● **Exercise requirements**
Write out the entries below exactly, from the first line to the one with "Target: concrete pillar", both ends included.

(Records to process)

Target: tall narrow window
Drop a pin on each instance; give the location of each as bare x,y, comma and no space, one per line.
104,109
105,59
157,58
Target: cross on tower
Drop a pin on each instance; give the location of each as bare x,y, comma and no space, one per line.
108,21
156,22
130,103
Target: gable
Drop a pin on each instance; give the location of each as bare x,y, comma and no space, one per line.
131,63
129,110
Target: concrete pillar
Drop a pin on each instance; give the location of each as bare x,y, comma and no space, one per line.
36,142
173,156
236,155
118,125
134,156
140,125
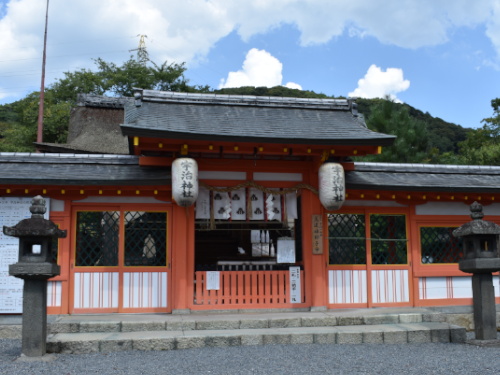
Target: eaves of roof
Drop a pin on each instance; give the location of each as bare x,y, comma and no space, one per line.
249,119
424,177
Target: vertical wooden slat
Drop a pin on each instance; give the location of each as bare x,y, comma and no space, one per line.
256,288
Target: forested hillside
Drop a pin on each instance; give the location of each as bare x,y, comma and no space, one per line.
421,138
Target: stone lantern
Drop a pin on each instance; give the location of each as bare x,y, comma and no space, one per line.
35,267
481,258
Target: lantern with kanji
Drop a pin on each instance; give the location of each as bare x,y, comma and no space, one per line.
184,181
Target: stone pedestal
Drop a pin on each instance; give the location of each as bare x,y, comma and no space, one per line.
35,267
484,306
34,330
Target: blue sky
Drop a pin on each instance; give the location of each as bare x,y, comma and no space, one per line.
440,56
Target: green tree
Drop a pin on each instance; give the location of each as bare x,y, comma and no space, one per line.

(End Records to process)

● **Task response**
Target: tall narrow window
Drop a pin on each instance; give the location of each as bare x,y, comma and no space, one per line.
104,109
105,59
157,58
Target: cross on tower
Drop a pin on each instance; give the location of each as bare x,y, comma and no space, one per line.
108,21
156,22
130,103
Target: gable
Drop a pin on each instance; give the location of each as bare x,y, comma and no space, one per line.
131,63
129,110
Target: concrete pillar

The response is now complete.